### À faire
A – Traduisez en anglais cette phrase du texte sur le budget des collectivités : « À titre de comparaison, sur la même période, l’endettement de l’État a bondi de 29% à 89% du PIB. »
B – Reprenez le texte sur le budget 2025 des collectivités et poursuivez-le à partir de sa dernière phrase.

### Texte cité
Dans le précédent Châtillon Infos, je partageais avec vous mon inquiétude de voir le projet de loi de Finances 2025 diminuer drastiquement les ressources de nos collectivités territoriales. Ces craintes se révèlent désormais, avec la présentation du projet de budget du gouvernement, très largement fondées. Le plan d’austérité promis à nos communes, départements et régions est tout à fait exceptionnel par son ampleur et fait courir un risque réel pour nos services publics et nos investissements de proximité. Aux côtés de l’ensemble des élus locaux, je conteste donc aujourd’hui la légitimité comme l’opportunité d’une telle cure de rigueur.

Illégitime, ce projet de budget en direction de nos collectivités l’est car il se fonde sur de supposées dérives financières qui n’existent pas. Tout d’abord, l’endettement de ces dernières demeure stable depuis 30 ans. Il serait même en légère diminution par rapport à l’évolution du Produit Intérieur Brut (PIB) et représenterait aujourd’hui autour de 9% du niveau de l’indice qui mesure la création annuelle de richesse dans notre pays. À titre de comparaison, sur la même période, l’endettement de l’État a bondi de 29% à 89% du PIB. À Châtillon, héritiers en 2020 d’une dette de 80 millions d’euros, nous parvenons depuis à réduire celle-ci de près de 5 millions d’euros chaque année tout en investissant largement.

### Contenu des données
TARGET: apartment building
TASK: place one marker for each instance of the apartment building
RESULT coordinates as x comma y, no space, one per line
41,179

### Réponses
A – By way of comparison, over the same period, the State's debt jumped from 29% to 89% of GDP.

B –
Dans leur fonctionnement, nos collectivités territoriales sont également en excédent budgétaire là où l’État souffre depuis plusieurs décennies d’un déficit structurel. L’article 1612-4 du code général des collectivités territoriales dispose en effet que celles-ci « doivent voter leurs actes budgétaires en équilibre réel ». Les élus locaux ne peuvent administrer en déficit contrairement aux gouvernements qui se sont succédés depuis des décennies. Cet équilibre budgétaire doit donc être trouvé année après année, en dépit du désengagement continu de l’État, par une rigueur de gestion toujours plus grande. Ce désengagement, nous l’observons financièrement, avec la baisse de nos dotations qui sont liées à des transferts de compétence, mais également en matière d’accès aux services publics de proximité pour lesquels les moyens alloués par l’État déclinent inexorablement. Et qu’il s’agisse d’Éducation, de Sécurité ou encore de Santé, c’est à nos collectivités territoriales, au premier rang desquelles nos communes, qu’ils incombent d’y pallier malgré le professionnalisme constant des agents de l’État. Nous sommes ainsi amenés à devoir faire toujours plus avec moins.

Inopportun, ce projet de budget l’est aussi dans la mesure où il fait fi des conséquences économiques et sociales qui seront les siennes. Les conséquences économiques seront tout d’abord importantes, dans la mesure où l’investissement des collectivités territoriales représentent désormais 3/4 de l’investissement public. L’État investit peu quand les communes, départements et régions viennent pour leur part de réaliser un nouveau cycle exceptionnel entre 2020 et 2025 avec un niveau d’investissement supérieur de près de 28 milliards d’euros par rapport au cycle précédent. En ponctionnant leurs dotations et en amputant les divers fonds, comme notamment le « fonds vert », dédiés à l’indispensable modernisation de notre pays et à la transition énergétique, l’État prend la responsabilité de grever lourdement le niveau d’investissement de nos collectivités. Il en ressortira un poids sur la croissance et l’emploi et donc, in fine, pour les ressources de l’État ce qui ne manquera pas de contribuer à inscrire notre pays dans une dynamique de récession.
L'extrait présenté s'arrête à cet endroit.